Sunday, 12 February 2017

From the archive: "John Wick"


In every wandering Zen master’s life, a little yin, a little yang. Destiny hasn’t exactly favoured Keanu Reeves in the decade since his participation in the Matrix trilogy made him a millennial posterboy: heading out East, he sent back a pricey flop in the form of 2013’s listless 47 Ronin update, while his presence in indie romcom Generation Um… drummed up a mere £24 of business in UK cinemas – an unthinkable state of affairs for a star once considered one of the industry’s hottest properties.

If John Wick, which is mostly yin, has been claimed as a comeback, that’s surely because it is in part all about a comeback – an action movie where the hero is stomped so far down that his only recourse is to start throwing punches. We join the eponymous Mr. Wick (Reeves) in the front seat of a crashed car, gutshot, shivering and holding onto memories of better days – halcyon moments, recalled in flashback, before cancer removed him of his beloved, and the ill-disciplined son of a Russian mobster (Alfie Allen) slaughtered the puppy wifey left him as a posthumous present.

This last plot point is weirdly crucial to John Wick; it’s presented, utterly without irony, as an extension of the dumb-loyal puppy love Keanu once inspired – and possibly still inspires – in fanboys and girls alike. The rampage Wick subsequently embarks upon can therefore be underpinned and tempered by audience knowledge that this ruthless killer, with his basement full of guns, did once, unlike his foes, care deeply for such a cute ickle creature.

The set-up is as pared-down as the hero’s name, but the film gets stranger, and slightly less persuasive, as Wick emerges from seclusion and heads into a comic-book Gotham to strike at the heart of the Russians’ empire. Suddenly, we find ourselves in vaguely Lynchian nightclubs overseen by Ian McShane (!) and accessed via gold coins that bear no real relation to any earthly currency.

The stuntman partnership of Chad Stahelski (who directs) and David Leitch (who produces) add several more cartoonish flourishes to this meat-and-potatoes scenario. Their appreciably scrappy, non-virtual scraps have been choreographed, shot and edited in such a way as to allow us to see and feel every hit; during one shootout in the aforementioned nightclub, Wick is witnessed moving so fast he has time to reload his gun between blowing away whole armies of bad guys.

Text-to-region grounding data:

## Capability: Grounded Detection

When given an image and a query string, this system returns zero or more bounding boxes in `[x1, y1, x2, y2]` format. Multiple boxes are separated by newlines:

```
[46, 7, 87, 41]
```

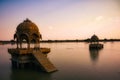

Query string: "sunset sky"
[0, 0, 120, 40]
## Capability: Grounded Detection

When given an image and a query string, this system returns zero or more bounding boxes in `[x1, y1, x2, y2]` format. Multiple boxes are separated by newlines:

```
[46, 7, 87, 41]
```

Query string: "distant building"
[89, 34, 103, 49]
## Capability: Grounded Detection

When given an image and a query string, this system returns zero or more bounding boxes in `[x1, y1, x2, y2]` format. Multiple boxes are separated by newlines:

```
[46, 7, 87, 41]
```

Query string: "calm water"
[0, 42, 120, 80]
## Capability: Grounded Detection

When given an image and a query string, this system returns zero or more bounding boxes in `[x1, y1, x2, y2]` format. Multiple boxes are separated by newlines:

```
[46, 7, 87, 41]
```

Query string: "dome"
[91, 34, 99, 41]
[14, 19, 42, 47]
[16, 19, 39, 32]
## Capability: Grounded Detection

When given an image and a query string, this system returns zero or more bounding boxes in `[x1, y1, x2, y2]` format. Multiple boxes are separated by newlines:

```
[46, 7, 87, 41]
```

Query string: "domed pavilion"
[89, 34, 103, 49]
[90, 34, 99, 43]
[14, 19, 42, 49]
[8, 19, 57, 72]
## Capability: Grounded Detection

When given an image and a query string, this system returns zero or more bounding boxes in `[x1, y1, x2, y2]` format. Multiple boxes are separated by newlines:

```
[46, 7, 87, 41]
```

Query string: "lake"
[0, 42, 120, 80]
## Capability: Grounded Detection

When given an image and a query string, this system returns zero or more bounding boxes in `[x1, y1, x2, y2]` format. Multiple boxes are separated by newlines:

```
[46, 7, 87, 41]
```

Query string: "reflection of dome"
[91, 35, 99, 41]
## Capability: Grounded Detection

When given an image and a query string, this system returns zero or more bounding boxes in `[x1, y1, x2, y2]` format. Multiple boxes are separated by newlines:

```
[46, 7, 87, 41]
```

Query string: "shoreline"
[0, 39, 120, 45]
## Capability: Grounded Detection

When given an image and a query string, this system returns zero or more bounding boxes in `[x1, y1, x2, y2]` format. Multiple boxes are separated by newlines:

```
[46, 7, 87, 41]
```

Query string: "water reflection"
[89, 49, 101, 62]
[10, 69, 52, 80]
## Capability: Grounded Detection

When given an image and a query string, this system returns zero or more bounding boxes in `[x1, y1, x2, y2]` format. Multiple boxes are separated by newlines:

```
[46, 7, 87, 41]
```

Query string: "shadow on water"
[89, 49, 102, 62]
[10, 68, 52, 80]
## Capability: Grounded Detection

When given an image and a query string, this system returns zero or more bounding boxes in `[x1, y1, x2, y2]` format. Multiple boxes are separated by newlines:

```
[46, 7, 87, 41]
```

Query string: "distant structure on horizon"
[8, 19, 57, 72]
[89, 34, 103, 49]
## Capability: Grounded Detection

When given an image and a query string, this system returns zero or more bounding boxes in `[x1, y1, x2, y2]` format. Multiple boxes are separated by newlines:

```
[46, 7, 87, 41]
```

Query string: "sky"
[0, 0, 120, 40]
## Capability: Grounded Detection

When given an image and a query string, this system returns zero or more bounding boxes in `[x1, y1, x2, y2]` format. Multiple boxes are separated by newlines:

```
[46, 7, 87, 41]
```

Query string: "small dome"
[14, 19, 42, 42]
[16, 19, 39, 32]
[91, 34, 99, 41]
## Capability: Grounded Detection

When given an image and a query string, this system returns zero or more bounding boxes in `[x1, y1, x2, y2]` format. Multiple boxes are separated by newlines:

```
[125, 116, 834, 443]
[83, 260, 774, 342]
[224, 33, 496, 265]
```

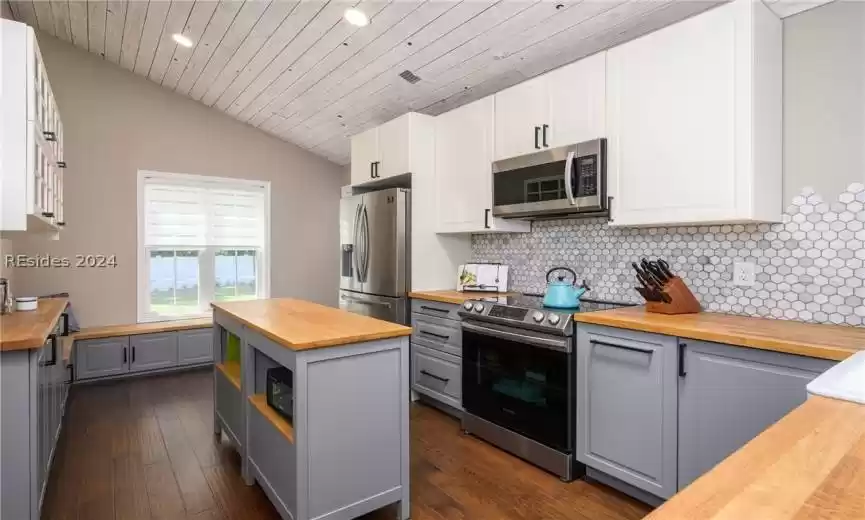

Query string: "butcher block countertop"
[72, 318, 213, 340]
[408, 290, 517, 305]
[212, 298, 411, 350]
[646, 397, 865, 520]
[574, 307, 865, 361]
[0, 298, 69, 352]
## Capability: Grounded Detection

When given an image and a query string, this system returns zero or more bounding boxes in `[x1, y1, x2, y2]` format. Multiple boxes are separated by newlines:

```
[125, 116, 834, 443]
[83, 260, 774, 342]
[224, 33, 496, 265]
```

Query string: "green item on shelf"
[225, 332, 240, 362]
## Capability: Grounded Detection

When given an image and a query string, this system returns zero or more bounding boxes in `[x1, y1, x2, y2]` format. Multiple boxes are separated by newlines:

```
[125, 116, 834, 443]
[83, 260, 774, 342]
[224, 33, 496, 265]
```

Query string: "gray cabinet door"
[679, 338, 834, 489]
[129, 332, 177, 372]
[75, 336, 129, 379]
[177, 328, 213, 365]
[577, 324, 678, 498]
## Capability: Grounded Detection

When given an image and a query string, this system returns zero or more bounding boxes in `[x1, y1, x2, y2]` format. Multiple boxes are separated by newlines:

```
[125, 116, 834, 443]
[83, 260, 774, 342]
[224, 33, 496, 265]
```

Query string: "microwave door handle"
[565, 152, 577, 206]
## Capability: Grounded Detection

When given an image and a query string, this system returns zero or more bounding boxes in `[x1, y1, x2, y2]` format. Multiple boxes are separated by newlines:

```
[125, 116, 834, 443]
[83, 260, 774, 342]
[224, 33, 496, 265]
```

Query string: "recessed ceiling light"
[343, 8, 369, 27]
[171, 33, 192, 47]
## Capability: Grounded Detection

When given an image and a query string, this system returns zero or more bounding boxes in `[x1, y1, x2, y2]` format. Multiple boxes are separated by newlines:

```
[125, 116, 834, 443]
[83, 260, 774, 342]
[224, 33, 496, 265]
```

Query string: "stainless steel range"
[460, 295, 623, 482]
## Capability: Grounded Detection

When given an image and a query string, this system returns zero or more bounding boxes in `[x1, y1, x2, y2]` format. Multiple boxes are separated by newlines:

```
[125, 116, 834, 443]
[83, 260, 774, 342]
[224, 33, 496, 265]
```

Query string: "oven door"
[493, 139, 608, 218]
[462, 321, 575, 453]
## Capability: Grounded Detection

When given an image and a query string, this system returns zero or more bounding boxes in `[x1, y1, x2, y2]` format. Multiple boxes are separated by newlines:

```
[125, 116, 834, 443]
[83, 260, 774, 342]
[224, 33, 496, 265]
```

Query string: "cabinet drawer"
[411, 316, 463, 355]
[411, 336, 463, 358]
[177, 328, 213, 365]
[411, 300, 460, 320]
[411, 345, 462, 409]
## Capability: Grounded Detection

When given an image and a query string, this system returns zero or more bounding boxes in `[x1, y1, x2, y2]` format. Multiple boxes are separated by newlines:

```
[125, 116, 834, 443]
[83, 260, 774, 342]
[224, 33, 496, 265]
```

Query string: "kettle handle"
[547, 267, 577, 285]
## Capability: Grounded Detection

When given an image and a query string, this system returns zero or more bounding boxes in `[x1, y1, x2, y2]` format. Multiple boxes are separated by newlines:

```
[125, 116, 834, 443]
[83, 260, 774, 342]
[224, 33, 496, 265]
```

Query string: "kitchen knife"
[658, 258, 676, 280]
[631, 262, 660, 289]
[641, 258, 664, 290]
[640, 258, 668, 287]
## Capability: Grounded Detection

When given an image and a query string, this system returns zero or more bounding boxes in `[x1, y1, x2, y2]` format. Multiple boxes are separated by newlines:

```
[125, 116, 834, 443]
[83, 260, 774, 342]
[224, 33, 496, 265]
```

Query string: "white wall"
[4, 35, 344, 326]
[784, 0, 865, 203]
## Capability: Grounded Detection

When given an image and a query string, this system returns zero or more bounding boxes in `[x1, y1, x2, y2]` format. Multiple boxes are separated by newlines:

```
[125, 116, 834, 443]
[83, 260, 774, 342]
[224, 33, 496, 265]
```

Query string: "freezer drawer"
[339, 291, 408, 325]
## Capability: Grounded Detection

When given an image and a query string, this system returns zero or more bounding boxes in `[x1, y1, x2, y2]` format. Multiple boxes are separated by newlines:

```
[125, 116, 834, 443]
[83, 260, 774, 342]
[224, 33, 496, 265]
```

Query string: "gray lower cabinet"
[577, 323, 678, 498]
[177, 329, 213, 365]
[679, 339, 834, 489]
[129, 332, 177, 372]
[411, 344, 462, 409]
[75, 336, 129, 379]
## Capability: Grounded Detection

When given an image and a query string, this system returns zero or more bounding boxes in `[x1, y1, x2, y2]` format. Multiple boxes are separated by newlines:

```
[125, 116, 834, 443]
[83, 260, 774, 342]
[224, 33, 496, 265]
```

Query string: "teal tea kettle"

GOAL OF THE EXERCISE: Continue the John Wick review, picking up right after its final sentence.

RESPONSE BELOW:
Is John Wick the Point Blank-like pop-art masterpiece certain members of the Twitterati have positioned it as? Not really – if anything, it’s closer to a post-John Woo knockoff like 1995’s Crying Freeman, and still a long way from the thespy muscularity of the recent Run All Night. Stahelski gives it some semblance of unifying style – a muted but distinctive blue-grey colour palette, a doomy Marilyn Manson dirge moving proceedings along – but it’s thin-to-threadbare at best, hardly distinguishable from that of a half-dozen films that went straight-to-VHS circa 1996.

Still, that resemblance in itself is telling. What you cheer here is the rediscovery not just of a much-maligned star, but of a format the studios have lately blown out of proportion or entirely forgotten about: the passably satisfying B-movie that comes in somewhere close to established B-movie running time, yet still delivers the goods of a Saturday night. Set against the altogether steroidal Fast & Furious 7, such a bare-bones beat-‘em-up can’t help but seem rather quaint, and – in a manner Zen Master Keanu might appreciate – somewhat cleansing.

(April 2015)

John Wick is now available on DVD through Warner Bros.; a sequel, John Wick: Chapter 2, opens in cinemas nationwide - and will be reviewed here - on Friday.